**Task objective**:
In the data, rewrite the part that opens with the line containing "TARGET: white car" and closes with the line containing "(442, 1012)", changing "cobblestone pavement" to "paved street" and leaving everything else as it is.

Named object pointing entries:
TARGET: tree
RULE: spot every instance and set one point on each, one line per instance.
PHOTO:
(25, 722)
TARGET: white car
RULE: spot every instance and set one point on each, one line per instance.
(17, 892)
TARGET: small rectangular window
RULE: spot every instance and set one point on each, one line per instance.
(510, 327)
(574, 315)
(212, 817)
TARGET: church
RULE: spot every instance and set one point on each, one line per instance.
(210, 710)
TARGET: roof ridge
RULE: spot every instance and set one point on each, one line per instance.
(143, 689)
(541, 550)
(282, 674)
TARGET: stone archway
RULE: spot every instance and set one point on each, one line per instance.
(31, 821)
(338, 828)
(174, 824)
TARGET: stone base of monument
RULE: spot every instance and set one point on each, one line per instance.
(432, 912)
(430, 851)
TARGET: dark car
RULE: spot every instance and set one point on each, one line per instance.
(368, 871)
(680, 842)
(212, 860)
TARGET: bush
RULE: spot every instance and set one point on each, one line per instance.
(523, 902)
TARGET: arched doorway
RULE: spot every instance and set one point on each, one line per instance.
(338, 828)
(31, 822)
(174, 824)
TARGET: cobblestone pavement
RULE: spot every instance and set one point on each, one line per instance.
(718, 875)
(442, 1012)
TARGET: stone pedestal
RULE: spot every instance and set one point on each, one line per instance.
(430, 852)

--

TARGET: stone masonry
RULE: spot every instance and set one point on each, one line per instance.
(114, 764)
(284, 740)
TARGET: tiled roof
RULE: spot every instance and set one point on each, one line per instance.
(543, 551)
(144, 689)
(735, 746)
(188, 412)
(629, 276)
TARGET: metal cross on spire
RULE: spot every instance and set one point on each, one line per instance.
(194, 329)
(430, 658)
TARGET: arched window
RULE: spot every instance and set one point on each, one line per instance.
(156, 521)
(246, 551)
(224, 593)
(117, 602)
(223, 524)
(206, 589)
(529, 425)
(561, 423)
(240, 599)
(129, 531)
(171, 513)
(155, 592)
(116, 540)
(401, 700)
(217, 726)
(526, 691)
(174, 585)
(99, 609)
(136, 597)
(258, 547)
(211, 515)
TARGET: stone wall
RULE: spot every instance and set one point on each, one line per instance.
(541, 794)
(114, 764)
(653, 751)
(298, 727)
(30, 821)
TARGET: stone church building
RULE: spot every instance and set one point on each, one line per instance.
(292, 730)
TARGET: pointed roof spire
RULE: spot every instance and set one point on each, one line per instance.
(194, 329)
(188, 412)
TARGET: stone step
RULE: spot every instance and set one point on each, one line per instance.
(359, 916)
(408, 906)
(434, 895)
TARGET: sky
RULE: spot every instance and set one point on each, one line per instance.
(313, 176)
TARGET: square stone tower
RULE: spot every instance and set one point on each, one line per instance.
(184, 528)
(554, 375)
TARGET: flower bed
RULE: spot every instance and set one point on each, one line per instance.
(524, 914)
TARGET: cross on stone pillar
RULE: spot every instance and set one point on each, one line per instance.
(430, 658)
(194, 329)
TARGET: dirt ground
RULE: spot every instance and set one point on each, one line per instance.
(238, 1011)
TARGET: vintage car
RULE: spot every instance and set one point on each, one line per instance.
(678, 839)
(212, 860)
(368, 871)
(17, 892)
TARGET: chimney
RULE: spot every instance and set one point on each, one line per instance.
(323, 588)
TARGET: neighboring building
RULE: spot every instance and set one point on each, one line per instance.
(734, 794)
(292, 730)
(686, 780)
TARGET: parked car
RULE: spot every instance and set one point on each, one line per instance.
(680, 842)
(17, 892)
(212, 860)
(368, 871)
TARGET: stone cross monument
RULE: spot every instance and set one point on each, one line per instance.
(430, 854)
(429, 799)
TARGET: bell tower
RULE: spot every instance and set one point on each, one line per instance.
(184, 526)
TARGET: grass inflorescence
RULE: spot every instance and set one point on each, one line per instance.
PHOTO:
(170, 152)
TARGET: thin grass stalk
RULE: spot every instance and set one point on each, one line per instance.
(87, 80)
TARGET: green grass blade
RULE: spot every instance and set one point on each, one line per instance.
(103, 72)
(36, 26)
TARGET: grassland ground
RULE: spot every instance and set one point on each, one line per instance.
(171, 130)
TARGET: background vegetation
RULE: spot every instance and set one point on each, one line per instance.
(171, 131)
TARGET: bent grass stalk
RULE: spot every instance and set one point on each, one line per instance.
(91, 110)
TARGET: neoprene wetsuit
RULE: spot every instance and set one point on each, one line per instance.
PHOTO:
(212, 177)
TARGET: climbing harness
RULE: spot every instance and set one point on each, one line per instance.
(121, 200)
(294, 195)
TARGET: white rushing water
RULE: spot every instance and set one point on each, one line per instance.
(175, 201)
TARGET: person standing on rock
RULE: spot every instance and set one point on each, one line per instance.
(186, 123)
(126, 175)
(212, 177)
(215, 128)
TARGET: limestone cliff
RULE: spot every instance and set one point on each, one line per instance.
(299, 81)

**Result of the exercise**:
TARGET: white car
RULE: spot every instance and set one point on each, one line per instance.
(17, 892)
TARGET: small rectangular window
RULE: spot every instance and set one point on each, one line per instance.
(510, 327)
(574, 315)
(212, 817)
TARGET: church
RULE: spot every instance and set one point on each, one line per instance.
(210, 710)
TARGET: roof ridge
RULE: spot every instance and set one point on each, one line per instance.
(143, 689)
(541, 550)
(282, 674)
TARGET: stone archway
RULE: spot every instance and set one point on each, one line per instance.
(31, 821)
(338, 828)
(174, 824)
TARGET: stone base of monument
RULE: spot every instance and set one point on each, one line per instance.
(432, 912)
(430, 851)
TARGET: dark car
RULE: spot every instance and set one point on each, one line per instance.
(368, 871)
(680, 842)
(212, 860)
TARGET: bush
RULE: spot every instance and set one point on each, one line per instance.
(523, 902)
TARGET: arched doorway
RULE: spot every instance and set one point on each, one line per instance.
(338, 828)
(31, 822)
(174, 824)
TARGET: paved street
RULE: spot every instance and set one point on each, one line per instance.
(718, 875)
(442, 1012)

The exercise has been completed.